Exercise brief: Repeat the records in full and exactly, omitting pictures.

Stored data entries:

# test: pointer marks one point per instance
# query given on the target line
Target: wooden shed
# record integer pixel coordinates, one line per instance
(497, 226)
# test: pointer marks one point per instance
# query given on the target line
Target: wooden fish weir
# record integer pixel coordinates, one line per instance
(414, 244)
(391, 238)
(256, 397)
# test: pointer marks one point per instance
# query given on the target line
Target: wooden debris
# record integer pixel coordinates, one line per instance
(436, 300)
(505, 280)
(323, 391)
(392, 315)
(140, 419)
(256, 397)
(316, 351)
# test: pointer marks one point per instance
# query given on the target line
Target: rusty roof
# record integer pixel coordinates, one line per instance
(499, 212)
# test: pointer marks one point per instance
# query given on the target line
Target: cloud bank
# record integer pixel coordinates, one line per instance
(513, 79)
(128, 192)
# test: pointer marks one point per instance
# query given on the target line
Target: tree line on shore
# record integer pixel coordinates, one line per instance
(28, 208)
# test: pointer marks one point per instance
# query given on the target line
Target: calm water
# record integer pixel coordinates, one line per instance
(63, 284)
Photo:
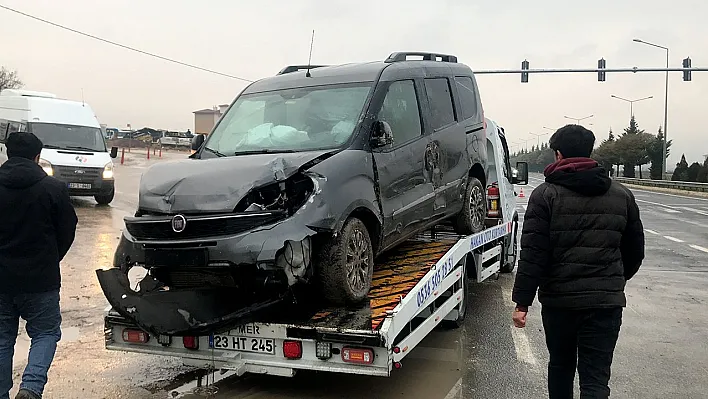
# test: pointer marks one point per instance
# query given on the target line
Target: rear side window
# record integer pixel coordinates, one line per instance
(440, 98)
(3, 130)
(468, 96)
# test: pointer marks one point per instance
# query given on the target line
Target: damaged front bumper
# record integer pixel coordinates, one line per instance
(182, 312)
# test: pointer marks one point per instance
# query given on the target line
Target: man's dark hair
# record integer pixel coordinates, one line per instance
(23, 145)
(573, 141)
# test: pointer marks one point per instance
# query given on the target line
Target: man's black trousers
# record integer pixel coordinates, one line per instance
(584, 339)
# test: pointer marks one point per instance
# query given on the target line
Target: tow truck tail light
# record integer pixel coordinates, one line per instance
(135, 336)
(493, 202)
(357, 355)
(191, 342)
(292, 349)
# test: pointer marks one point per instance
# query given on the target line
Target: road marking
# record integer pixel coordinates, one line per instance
(670, 195)
(456, 391)
(521, 340)
(694, 210)
(700, 248)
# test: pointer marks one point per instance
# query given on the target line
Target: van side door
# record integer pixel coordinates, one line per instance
(4, 127)
(404, 183)
(448, 143)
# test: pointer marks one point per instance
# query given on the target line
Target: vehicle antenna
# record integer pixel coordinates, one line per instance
(309, 61)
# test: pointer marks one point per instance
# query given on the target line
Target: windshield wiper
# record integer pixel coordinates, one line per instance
(263, 151)
(72, 147)
(215, 152)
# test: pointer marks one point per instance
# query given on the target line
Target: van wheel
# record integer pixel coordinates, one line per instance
(470, 220)
(508, 266)
(105, 199)
(346, 264)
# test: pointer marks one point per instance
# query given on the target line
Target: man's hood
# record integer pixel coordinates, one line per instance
(19, 173)
(582, 175)
(217, 184)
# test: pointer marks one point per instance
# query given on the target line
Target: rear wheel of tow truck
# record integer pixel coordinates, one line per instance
(105, 199)
(462, 307)
(509, 265)
(470, 220)
(346, 264)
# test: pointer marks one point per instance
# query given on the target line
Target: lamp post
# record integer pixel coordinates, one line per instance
(631, 103)
(666, 101)
(577, 120)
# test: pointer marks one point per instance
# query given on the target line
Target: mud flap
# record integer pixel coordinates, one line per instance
(181, 312)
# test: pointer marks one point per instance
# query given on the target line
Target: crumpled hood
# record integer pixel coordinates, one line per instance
(214, 185)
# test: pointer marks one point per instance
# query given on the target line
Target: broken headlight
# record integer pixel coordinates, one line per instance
(286, 195)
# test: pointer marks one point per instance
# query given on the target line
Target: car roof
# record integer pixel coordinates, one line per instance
(355, 73)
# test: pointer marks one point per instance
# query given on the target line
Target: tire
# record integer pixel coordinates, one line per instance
(462, 307)
(346, 264)
(471, 218)
(508, 267)
(105, 199)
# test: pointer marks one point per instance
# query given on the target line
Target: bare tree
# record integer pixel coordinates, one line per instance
(9, 79)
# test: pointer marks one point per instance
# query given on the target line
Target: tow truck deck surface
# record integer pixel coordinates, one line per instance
(414, 288)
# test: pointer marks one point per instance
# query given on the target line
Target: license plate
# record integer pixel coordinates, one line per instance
(243, 344)
(83, 186)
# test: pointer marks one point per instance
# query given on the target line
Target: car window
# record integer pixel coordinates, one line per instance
(443, 113)
(3, 130)
(400, 109)
(468, 96)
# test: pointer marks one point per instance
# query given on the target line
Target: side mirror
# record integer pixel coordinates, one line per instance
(522, 174)
(382, 134)
(197, 141)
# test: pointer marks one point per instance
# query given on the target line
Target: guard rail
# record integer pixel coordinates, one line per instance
(675, 185)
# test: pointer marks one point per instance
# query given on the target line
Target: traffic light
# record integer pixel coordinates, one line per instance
(687, 74)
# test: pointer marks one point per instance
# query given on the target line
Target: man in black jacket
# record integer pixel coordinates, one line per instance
(37, 229)
(582, 240)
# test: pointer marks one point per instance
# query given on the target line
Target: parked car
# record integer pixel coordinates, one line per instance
(310, 175)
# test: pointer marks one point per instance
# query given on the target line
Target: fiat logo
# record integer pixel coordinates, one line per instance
(179, 223)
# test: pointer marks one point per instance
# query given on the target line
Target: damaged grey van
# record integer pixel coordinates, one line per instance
(307, 178)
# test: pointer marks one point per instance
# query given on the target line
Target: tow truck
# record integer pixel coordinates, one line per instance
(416, 287)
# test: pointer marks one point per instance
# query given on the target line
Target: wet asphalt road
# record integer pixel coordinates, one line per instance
(662, 351)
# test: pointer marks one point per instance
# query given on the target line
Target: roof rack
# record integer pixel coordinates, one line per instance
(403, 56)
(296, 68)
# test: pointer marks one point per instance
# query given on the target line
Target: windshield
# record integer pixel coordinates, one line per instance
(69, 137)
(302, 119)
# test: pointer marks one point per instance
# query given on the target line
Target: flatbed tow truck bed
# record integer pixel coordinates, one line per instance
(415, 287)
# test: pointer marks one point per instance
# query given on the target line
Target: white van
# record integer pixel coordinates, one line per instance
(74, 147)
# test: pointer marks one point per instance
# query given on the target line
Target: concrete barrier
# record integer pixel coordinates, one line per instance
(672, 185)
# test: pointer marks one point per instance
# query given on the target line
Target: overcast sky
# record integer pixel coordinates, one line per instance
(253, 39)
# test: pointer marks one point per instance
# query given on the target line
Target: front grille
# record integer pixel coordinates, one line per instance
(160, 228)
(77, 173)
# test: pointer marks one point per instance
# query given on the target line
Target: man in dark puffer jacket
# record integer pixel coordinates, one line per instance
(582, 240)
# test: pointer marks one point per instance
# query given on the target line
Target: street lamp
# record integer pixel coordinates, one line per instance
(577, 120)
(631, 103)
(666, 99)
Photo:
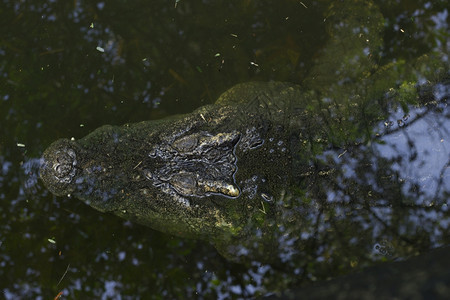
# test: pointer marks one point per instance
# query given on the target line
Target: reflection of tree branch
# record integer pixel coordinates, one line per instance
(441, 179)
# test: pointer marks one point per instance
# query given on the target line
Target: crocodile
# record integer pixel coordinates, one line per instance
(229, 172)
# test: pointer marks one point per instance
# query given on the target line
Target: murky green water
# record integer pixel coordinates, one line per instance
(68, 67)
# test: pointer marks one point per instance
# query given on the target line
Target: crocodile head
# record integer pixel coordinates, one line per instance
(181, 182)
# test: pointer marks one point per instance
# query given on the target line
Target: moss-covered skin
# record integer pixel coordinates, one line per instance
(240, 172)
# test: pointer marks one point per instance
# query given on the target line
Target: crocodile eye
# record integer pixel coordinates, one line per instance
(184, 183)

Written reply:
# test: pointer marks one point per instance
# query given on the target line
Target: wooden shed
# record integer pixel coordinates, one line per instance
(497, 226)
# test: pointer marks one point per instance
# query given on the target line
Target: wooden fish weir
# record integer pixel coordinates, one line per instance
(414, 244)
(391, 238)
(256, 397)
# test: pointer marks one point per instance
# query given on the target line
Target: wooden debris
# record integer pixel coordinates, one line per instance
(436, 300)
(505, 280)
(323, 391)
(392, 315)
(140, 419)
(256, 397)
(316, 351)
# test: pointer marks one point per instance
# query given on the target line
Target: rusty roof
# record integer pixel coordinates, one line per instance
(499, 212)
# test: pointer marks one point per instance
# query given on the target line
Target: cloud bank
# record integer pixel coordinates, one line per instance
(513, 79)
(128, 192)
# test: pointer marks one point per instance
# query given on the target line
Target: tree line on shore
# record integer pixel coordinates, one line per instance
(28, 208)
# test: pointer marks one point per instance
# query given on the target line
Target: calm water
# record integer pixel coordinates, one line per instance
(63, 284)
Photo:
# test: pointer marks one point per instance
# query given on the target line
Target: rear side window
# record integer pixel coordinates, one line per instance
(440, 98)
(3, 130)
(468, 96)
# test: pointer marks one point per instance
# query given on the target line
Target: damaged front bumper
# record integer pixel coordinates, one line per instance
(182, 312)
# test: pointer marks one point per instance
# query given on the target line
Target: man's dark hair
# record integer pixel coordinates, one line per instance
(23, 145)
(573, 141)
# test: pointer marks one point per instance
# query given on the target line
Target: man's black trousers
# record integer pixel coordinates, one line per instance
(584, 339)
# test: pointer marks one point per instance
# query given on the target line
Target: tow truck tail light
# record integer pixel coordinates, one line per instance
(135, 336)
(493, 202)
(357, 355)
(191, 342)
(292, 349)
# test: pointer marks one point per instance
# query given on the target line
Target: road marking
# record integer pixel coordinates, one line per instance
(670, 195)
(456, 391)
(521, 340)
(694, 210)
(700, 248)
# test: pointer marks one point per instance
# query given on the target line
Target: van side door
# record integer pixel coordinates, one line per instance
(4, 127)
(404, 183)
(448, 143)
# test: pointer marks one point per instance
# query given on the target line
Target: vehicle antenna
# record integer pixel coordinates, one line per instance
(309, 61)
# test: pointer marks one point per instance
# query given on the target line
Target: windshield wiper
# record integer pixel coordinates, one line per instance
(263, 151)
(72, 147)
(215, 152)
# test: pointer marks one point per instance
# query given on the target line
Target: van wheel
# record integer pixel coordinates, one line per instance
(470, 220)
(508, 266)
(105, 199)
(346, 264)
# test: pointer marks one point per instance
# query given on the target line
Target: man's hood
# record integer pixel coordinates, one line per instance
(19, 173)
(582, 175)
(217, 184)
# test: pointer marks one point per instance
# query given on the target line
Target: rear wheel of tow truck
# record integer pixel coordinates, one line per instance
(105, 199)
(462, 307)
(509, 265)
(470, 220)
(346, 264)
# test: pointer marks one point per instance
# query given on the target line
Target: lamp post
# record integer pixel coordinates, one line per instance
(631, 103)
(666, 101)
(577, 120)
# test: pointer marks one point per instance
# query given on the target line
Target: mud flap
# record integer pixel coordinates, one line per instance
(181, 312)
# test: pointer marks one point per instance
# query given on the target line
Target: crumpled hood
# record integer pixel coordinates, one line per instance
(214, 185)
# test: pointer marks one point per instance
# query given on the target line
Target: broken headlight
# record integer pixel coordinates, one line per instance
(286, 195)
# test: pointer marks one point per instance
# query given on the target line
Target: car roof
# record integer pixel coordinates, one line per instance
(355, 73)
# test: pointer marks one point per instance
# query given on the target line
Target: tire
# record integer pixel coordinates, one line per instance
(462, 307)
(346, 264)
(471, 218)
(508, 267)
(105, 199)
# test: pointer marks one point per instance
# query given on the target line
Target: bare tree
# record integer pixel coordinates, one line per instance
(9, 79)
# test: pointer marks one point per instance
# query given on the target line
Target: tow truck deck surface
# record integer pixel coordinates, one line per instance
(414, 288)
# test: pointer marks one point per instance
# query given on the target line
Target: license plate
# record integer pixel coordinates, one line per instance
(243, 344)
(83, 186)
# test: pointer marks one point per instance
# query given on the target line
Target: car window
# record integer pixel coordinates, one line per instance
(443, 113)
(3, 130)
(400, 109)
(468, 96)
# test: pointer marks one point per instance
# query given on the target line
Target: side mirror
# record integer pixel coordinates, one line per instance
(522, 174)
(382, 134)
(197, 141)
# test: pointer marks one point per instance
# query given on the target line
Target: guard rail
# record integer pixel coordinates, one line per instance
(675, 185)
# test: pointer marks one point per instance
# query given on the target line
Target: traffic light
# record integer pixel coordinates, one line per instance
(687, 74)
# test: pointer marks one point per instance
# query given on the target line
Target: man in black jacket
# record integer pixel coordinates, one line per instance
(37, 229)
(582, 240)
# test: pointer marks one point per instance
# query given on the target line
Target: parked car
# record integer pixel coordinates, one line per instance
(310, 175)
# test: pointer marks one point per instance
# query given on the target line
Target: fiat logo
# record integer pixel coordinates, one line per instance
(179, 223)
# test: pointer marks one point per instance
# query given on the target line
Target: damaged grey van
# record integer pixel coordinates, one line per instance
(307, 178)
# test: pointer marks one point per instance
# query given on the target line
Target: tow truck
# record integer pixel coordinates, one line per instance
(416, 287)
# test: pointer marks one point per instance
# query given on the target line
Target: wet asphalt road
# record integer pixel coordinates, one line per instance
(662, 351)
# test: pointer marks one point per instance
# query given on the target line
Target: roof rack
# record integer pixel coordinates, one line per instance
(403, 56)
(296, 68)
# test: pointer marks one point per instance
# query given on the target line
Target: windshield
# record integer pixel coordinates, one line per instance
(69, 137)
(302, 119)
# test: pointer marks one point per instance
# query given on the target line
Target: flatbed tow truck bed
# record integer pixel coordinates, one line per instance
(415, 287)
# test: pointer marks one point per instance
# query given on the target line
Target: white van
# record integer pixel coordinates, one line per instance
(74, 147)
# test: pointer marks one point per instance
# query given on the target line
Target: concrete barrier
# record integer pixel coordinates, one line per instance
(672, 185)
# test: pointer marks one point per instance
# query given on the target line
Target: overcast sky
# record integer pixel coordinates, one line per instance
(253, 39)
# test: pointer marks one point per instance
# query given on the target line
Target: front grille
# record integer pixel coordinates, one line per instance
(160, 228)
(77, 173)
# test: pointer marks one point per instance
# query given on the target line
Target: man in dark puffer jacket
# record integer pixel coordinates, one line per instance
(582, 240)
# test: pointer marks one point per instance
# query given on the target line
Target: street lamp
# record integer pixel coordinates, one line per instance
(577, 120)
(631, 103)
(666, 99)
Photo:
# test: pointer marks one point per instance
# query given on the target line
Target: reflection of tree branch
# record integer pixel coordinates, one line per instance
(441, 179)
# test: pointer marks one point per instance
# query given on the target line
Target: crocodile
# record integer pixel coordinates, one line per instance
(229, 172)
# test: pointer marks one point per instance
# query given on the target line
Target: murky green water
# record integer pixel coordinates, one line per instance
(68, 67)
# test: pointer marks one point per instance
# query given on the target line
Target: crocodile head
# record integer pixel coordinates, one line per instance
(181, 182)
# test: pointer marks one point per instance
# query given on the target line
Target: moss-covered skin
# record integer pixel coordinates, one line per instance
(240, 172)
# test: pointer marks one point per instance
# query given on the target line
Target: crocodile eye
# record integer pixel coordinates, one line per instance
(184, 183)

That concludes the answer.